Huge Numbers Of People Hack Into Loved Ones' Accounts

If this survey is anything to go by, web users are a sneaky and mistrustful lot when it comes to the significant others in their lives.

If this survey is anything to go by, web users are a sneaky and mistrustful lot when it comes to the significant others in their lives.

Anti-virus software maker BitDefender surveyed 1500 people and asked respondents whether they had ever tried to hack into somebody else’s social network account by illicitly retrieving the respective person’s password.

The survey suggested that nearly nine out of 10 web users (89% of respondents) had searched for a password hacking method on the internet. Only 11% said they were not interested in this type of tool. Of the people who had searched for the software, 98% had gone on to install it and try to use it.

While we’ve reported previously that large numbers of parents spy on their children on social networks, it seems that romantic partners are even more prone to do so. BitDefender found that 72% of respondents stated that they had wanted to read their girlfriend/boyfriend/wife/husband’s personal messages and 64% had thought about changing the information in and password to their ex-boyfriend/ex-girlfriend’s social network account. Meanwhile, just 23% were parents who wanted to read their children’s messages and 14% were trying to spy on their parents.

Collection entries
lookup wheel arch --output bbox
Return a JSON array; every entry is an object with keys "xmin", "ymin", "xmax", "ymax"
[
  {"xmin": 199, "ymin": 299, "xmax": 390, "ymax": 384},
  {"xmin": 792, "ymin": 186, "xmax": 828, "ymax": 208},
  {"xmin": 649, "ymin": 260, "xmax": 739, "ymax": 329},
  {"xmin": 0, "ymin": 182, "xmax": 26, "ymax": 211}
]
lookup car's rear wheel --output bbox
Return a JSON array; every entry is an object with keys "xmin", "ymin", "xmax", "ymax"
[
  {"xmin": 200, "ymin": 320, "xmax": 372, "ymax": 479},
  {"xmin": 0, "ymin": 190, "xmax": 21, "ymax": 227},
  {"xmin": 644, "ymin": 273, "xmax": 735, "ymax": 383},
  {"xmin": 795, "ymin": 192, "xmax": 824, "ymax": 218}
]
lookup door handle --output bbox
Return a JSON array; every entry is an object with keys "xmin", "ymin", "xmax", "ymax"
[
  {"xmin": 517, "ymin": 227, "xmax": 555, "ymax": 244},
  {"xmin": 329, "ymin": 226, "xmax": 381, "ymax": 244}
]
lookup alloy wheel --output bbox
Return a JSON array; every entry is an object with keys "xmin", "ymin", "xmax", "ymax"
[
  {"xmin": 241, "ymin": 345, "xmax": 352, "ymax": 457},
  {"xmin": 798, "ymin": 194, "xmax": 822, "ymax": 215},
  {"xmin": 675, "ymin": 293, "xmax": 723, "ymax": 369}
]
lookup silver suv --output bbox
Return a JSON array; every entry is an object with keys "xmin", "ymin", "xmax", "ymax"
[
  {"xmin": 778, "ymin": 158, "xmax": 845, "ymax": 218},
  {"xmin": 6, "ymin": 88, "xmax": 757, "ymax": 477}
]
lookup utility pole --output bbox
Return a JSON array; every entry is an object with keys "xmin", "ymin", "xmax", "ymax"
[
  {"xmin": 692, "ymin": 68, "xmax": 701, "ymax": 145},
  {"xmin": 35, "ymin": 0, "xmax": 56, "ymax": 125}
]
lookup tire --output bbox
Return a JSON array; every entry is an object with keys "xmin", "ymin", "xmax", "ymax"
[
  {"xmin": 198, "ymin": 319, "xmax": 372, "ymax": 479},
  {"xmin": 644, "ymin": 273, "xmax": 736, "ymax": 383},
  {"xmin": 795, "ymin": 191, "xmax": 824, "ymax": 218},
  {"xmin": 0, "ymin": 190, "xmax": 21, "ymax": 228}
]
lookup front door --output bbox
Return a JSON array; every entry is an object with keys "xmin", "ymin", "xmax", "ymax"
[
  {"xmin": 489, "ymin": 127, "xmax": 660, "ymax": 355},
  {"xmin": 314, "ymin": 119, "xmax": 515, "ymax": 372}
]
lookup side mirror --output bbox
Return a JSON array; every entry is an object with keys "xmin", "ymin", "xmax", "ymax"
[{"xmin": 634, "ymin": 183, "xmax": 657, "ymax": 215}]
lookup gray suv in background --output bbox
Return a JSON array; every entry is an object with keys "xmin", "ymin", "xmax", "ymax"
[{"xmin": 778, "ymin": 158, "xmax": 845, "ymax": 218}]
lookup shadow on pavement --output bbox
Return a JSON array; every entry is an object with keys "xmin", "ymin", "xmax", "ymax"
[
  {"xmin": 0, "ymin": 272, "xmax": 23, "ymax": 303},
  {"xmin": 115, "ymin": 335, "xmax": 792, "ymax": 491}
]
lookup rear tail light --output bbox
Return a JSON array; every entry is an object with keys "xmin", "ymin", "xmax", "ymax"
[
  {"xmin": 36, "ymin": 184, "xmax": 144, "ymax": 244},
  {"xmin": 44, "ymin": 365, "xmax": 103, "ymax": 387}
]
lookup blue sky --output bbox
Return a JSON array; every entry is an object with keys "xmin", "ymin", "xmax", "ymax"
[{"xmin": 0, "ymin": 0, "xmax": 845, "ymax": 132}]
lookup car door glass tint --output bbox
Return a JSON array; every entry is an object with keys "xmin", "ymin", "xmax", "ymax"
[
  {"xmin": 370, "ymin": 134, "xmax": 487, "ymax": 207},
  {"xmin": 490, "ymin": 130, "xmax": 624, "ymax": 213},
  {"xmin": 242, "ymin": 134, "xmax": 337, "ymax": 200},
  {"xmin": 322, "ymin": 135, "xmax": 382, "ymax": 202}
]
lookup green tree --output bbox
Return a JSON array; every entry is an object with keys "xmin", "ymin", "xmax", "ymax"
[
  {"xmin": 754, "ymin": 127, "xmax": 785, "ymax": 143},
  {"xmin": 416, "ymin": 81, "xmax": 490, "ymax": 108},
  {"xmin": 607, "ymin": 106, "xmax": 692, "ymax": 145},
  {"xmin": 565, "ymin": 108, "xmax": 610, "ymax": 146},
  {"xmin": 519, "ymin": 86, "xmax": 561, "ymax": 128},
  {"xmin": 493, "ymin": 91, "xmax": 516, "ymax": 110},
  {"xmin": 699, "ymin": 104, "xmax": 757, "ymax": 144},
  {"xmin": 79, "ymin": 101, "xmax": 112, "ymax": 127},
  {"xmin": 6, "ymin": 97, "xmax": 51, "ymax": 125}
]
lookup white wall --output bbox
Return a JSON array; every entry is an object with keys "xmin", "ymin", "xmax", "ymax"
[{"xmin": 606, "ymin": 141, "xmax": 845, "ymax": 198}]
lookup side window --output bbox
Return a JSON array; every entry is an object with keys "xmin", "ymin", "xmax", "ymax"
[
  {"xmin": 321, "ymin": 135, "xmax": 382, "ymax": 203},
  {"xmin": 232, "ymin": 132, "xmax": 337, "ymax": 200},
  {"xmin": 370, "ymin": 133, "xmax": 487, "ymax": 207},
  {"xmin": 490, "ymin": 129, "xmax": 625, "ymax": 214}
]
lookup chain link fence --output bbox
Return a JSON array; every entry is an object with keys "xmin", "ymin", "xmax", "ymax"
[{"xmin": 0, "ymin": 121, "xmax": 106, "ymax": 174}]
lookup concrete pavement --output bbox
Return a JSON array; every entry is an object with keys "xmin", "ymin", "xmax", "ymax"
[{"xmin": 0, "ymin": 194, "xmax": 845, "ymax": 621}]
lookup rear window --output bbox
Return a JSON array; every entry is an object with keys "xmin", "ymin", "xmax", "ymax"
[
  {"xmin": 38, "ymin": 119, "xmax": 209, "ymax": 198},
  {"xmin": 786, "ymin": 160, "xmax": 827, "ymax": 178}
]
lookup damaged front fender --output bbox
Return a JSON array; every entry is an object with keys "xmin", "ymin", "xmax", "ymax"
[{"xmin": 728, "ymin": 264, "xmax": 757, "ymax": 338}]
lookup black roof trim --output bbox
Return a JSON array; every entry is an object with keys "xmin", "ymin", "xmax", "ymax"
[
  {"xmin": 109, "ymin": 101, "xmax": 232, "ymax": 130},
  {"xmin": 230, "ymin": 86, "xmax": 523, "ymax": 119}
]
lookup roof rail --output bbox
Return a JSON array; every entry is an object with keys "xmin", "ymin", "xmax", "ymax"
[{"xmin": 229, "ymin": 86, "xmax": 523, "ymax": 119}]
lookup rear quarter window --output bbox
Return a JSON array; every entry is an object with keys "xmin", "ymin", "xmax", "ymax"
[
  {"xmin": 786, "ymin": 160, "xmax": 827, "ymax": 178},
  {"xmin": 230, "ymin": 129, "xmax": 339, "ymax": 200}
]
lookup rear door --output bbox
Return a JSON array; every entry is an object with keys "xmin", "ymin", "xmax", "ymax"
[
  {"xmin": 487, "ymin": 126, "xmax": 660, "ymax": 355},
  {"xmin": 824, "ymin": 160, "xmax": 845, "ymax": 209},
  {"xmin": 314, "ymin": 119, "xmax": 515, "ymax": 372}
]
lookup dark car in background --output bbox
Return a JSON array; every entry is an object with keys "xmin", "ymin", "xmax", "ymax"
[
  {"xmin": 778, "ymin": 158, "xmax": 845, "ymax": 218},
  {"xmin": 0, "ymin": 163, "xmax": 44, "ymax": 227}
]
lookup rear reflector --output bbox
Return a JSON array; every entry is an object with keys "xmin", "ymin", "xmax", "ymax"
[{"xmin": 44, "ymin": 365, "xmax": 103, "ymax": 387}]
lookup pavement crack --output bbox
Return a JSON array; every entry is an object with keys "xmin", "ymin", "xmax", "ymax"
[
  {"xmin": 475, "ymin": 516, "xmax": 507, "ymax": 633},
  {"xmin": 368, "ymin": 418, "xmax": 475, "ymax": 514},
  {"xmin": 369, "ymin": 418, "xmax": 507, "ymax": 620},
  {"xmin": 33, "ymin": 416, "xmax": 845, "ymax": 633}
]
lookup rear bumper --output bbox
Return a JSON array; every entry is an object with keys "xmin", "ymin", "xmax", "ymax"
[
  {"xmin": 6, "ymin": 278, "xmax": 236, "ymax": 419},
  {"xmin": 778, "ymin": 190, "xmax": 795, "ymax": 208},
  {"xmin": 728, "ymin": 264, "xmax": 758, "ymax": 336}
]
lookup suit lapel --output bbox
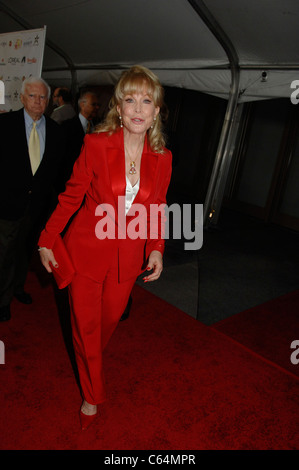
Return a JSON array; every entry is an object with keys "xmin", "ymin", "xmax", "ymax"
[{"xmin": 134, "ymin": 139, "xmax": 159, "ymax": 204}]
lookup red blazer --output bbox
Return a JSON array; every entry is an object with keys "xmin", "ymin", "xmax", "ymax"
[{"xmin": 38, "ymin": 129, "xmax": 172, "ymax": 282}]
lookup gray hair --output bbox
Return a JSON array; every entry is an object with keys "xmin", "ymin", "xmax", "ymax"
[{"xmin": 21, "ymin": 77, "xmax": 51, "ymax": 100}]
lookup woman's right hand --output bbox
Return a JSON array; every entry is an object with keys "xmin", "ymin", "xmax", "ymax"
[{"xmin": 39, "ymin": 248, "xmax": 58, "ymax": 273}]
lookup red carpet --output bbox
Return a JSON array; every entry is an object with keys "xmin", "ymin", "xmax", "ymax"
[
  {"xmin": 0, "ymin": 273, "xmax": 299, "ymax": 451},
  {"xmin": 213, "ymin": 290, "xmax": 299, "ymax": 377}
]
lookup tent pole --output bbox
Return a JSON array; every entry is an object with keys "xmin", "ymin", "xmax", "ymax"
[
  {"xmin": 188, "ymin": 0, "xmax": 240, "ymax": 226},
  {"xmin": 0, "ymin": 1, "xmax": 77, "ymax": 93}
]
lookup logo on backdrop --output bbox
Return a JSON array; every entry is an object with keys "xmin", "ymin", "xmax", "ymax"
[
  {"xmin": 0, "ymin": 341, "xmax": 5, "ymax": 364},
  {"xmin": 290, "ymin": 339, "xmax": 299, "ymax": 366},
  {"xmin": 291, "ymin": 80, "xmax": 299, "ymax": 104}
]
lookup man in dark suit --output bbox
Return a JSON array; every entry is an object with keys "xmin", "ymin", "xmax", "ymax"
[
  {"xmin": 61, "ymin": 91, "xmax": 99, "ymax": 181},
  {"xmin": 0, "ymin": 77, "xmax": 65, "ymax": 321}
]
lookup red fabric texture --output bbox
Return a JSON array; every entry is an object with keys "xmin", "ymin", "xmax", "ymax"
[
  {"xmin": 0, "ymin": 273, "xmax": 299, "ymax": 451},
  {"xmin": 38, "ymin": 130, "xmax": 172, "ymax": 282}
]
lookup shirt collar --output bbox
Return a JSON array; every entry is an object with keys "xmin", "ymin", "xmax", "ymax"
[{"xmin": 24, "ymin": 108, "xmax": 45, "ymax": 127}]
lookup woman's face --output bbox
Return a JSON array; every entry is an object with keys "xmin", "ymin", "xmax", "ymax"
[{"xmin": 117, "ymin": 90, "xmax": 160, "ymax": 135}]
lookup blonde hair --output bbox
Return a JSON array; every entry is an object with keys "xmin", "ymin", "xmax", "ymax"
[{"xmin": 95, "ymin": 65, "xmax": 165, "ymax": 153}]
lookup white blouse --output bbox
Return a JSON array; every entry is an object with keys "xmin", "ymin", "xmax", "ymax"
[{"xmin": 126, "ymin": 176, "xmax": 140, "ymax": 215}]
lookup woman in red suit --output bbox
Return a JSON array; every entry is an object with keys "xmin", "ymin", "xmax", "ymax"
[{"xmin": 39, "ymin": 66, "xmax": 171, "ymax": 429}]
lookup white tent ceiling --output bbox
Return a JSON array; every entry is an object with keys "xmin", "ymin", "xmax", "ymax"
[{"xmin": 0, "ymin": 0, "xmax": 299, "ymax": 101}]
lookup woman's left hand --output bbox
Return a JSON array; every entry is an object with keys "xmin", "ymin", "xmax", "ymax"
[{"xmin": 143, "ymin": 250, "xmax": 163, "ymax": 282}]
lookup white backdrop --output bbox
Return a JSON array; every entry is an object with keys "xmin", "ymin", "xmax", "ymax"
[{"xmin": 0, "ymin": 28, "xmax": 46, "ymax": 111}]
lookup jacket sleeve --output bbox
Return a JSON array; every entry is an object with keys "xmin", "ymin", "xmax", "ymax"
[
  {"xmin": 145, "ymin": 150, "xmax": 172, "ymax": 259},
  {"xmin": 38, "ymin": 136, "xmax": 93, "ymax": 248}
]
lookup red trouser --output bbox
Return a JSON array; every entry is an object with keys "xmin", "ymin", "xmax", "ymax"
[{"xmin": 69, "ymin": 255, "xmax": 135, "ymax": 405}]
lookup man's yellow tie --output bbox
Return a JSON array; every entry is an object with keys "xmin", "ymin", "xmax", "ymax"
[{"xmin": 29, "ymin": 122, "xmax": 40, "ymax": 174}]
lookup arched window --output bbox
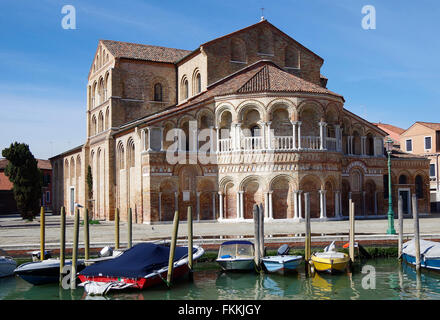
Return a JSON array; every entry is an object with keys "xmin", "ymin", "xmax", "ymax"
[
  {"xmin": 180, "ymin": 76, "xmax": 189, "ymax": 100},
  {"xmin": 98, "ymin": 111, "xmax": 104, "ymax": 132},
  {"xmin": 154, "ymin": 83, "xmax": 163, "ymax": 101},
  {"xmin": 415, "ymin": 175, "xmax": 424, "ymax": 199},
  {"xmin": 127, "ymin": 138, "xmax": 135, "ymax": 168},
  {"xmin": 192, "ymin": 69, "xmax": 202, "ymax": 95},
  {"xmin": 231, "ymin": 39, "xmax": 246, "ymax": 62},
  {"xmin": 399, "ymin": 174, "xmax": 408, "ymax": 184},
  {"xmin": 284, "ymin": 47, "xmax": 299, "ymax": 69},
  {"xmin": 90, "ymin": 115, "xmax": 97, "ymax": 136}
]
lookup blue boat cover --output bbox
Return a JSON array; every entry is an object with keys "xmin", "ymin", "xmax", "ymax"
[
  {"xmin": 79, "ymin": 243, "xmax": 197, "ymax": 278},
  {"xmin": 222, "ymin": 240, "xmax": 253, "ymax": 246}
]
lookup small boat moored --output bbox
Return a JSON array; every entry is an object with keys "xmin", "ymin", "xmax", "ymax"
[
  {"xmin": 78, "ymin": 243, "xmax": 204, "ymax": 295},
  {"xmin": 216, "ymin": 240, "xmax": 255, "ymax": 271},
  {"xmin": 310, "ymin": 241, "xmax": 350, "ymax": 273},
  {"xmin": 0, "ymin": 256, "xmax": 17, "ymax": 278},
  {"xmin": 402, "ymin": 239, "xmax": 440, "ymax": 271},
  {"xmin": 261, "ymin": 245, "xmax": 302, "ymax": 273},
  {"xmin": 14, "ymin": 259, "xmax": 85, "ymax": 285}
]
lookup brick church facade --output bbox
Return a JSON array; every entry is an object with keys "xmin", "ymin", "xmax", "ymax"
[{"xmin": 51, "ymin": 19, "xmax": 429, "ymax": 223}]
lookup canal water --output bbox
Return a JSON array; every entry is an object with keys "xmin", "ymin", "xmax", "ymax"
[{"xmin": 0, "ymin": 258, "xmax": 440, "ymax": 300}]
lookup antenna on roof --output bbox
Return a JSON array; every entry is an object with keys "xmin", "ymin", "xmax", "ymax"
[{"xmin": 260, "ymin": 8, "xmax": 266, "ymax": 21}]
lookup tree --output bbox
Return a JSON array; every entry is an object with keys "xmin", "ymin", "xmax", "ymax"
[{"xmin": 2, "ymin": 142, "xmax": 43, "ymax": 221}]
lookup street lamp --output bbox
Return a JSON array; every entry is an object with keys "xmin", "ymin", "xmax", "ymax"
[{"xmin": 386, "ymin": 138, "xmax": 396, "ymax": 234}]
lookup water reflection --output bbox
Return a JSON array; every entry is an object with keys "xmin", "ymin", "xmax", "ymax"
[{"xmin": 0, "ymin": 259, "xmax": 440, "ymax": 300}]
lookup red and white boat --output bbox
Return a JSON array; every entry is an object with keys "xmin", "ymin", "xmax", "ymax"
[{"xmin": 78, "ymin": 243, "xmax": 204, "ymax": 295}]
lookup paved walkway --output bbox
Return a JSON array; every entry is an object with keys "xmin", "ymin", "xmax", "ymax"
[{"xmin": 0, "ymin": 214, "xmax": 440, "ymax": 251}]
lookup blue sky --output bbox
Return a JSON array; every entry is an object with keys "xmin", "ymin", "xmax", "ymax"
[{"xmin": 0, "ymin": 0, "xmax": 440, "ymax": 158}]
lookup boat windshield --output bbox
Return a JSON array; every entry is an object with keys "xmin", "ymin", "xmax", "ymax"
[{"xmin": 218, "ymin": 244, "xmax": 254, "ymax": 257}]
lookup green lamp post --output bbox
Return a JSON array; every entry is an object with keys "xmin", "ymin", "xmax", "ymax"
[{"xmin": 386, "ymin": 138, "xmax": 396, "ymax": 234}]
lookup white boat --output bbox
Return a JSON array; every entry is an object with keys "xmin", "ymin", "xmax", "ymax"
[
  {"xmin": 0, "ymin": 256, "xmax": 17, "ymax": 278},
  {"xmin": 216, "ymin": 240, "xmax": 255, "ymax": 271},
  {"xmin": 261, "ymin": 244, "xmax": 302, "ymax": 273},
  {"xmin": 402, "ymin": 239, "xmax": 440, "ymax": 270}
]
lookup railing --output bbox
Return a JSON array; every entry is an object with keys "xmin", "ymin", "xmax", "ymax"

Tasks and exercises —
(A) Answer these about the article on the password-hacking survey:
(i) How many people did BitDefender survey?
(ii) Of those who searched for the software, what percentage went on to install it and try to use it?
(iii) What percentage of respondents had thought about changing the information in and password to an ex's social network account?
(B) Pick up the article on the password-hacking survey right after its last sentence and keep writing.

Answers given —
(A)
(i) 1500
(ii) 98%
(iii) 64%

(B)
I have to say, I’m pretty astonished at the results. I couldn’t believe it at first and had to ask BitDefender for additional information on its survey methodology. It appears to be legit. There were 1,500 respondents chosen at random over the course of a week. The respondents came from 21 countries. Ages ranged from 15 to 57 years with a mean of 30.3 years, and an equal number of men and women.

People, people, people. Give your loved ones some privacy and trust. And lay off the password-hacking programs – they’re full of malware.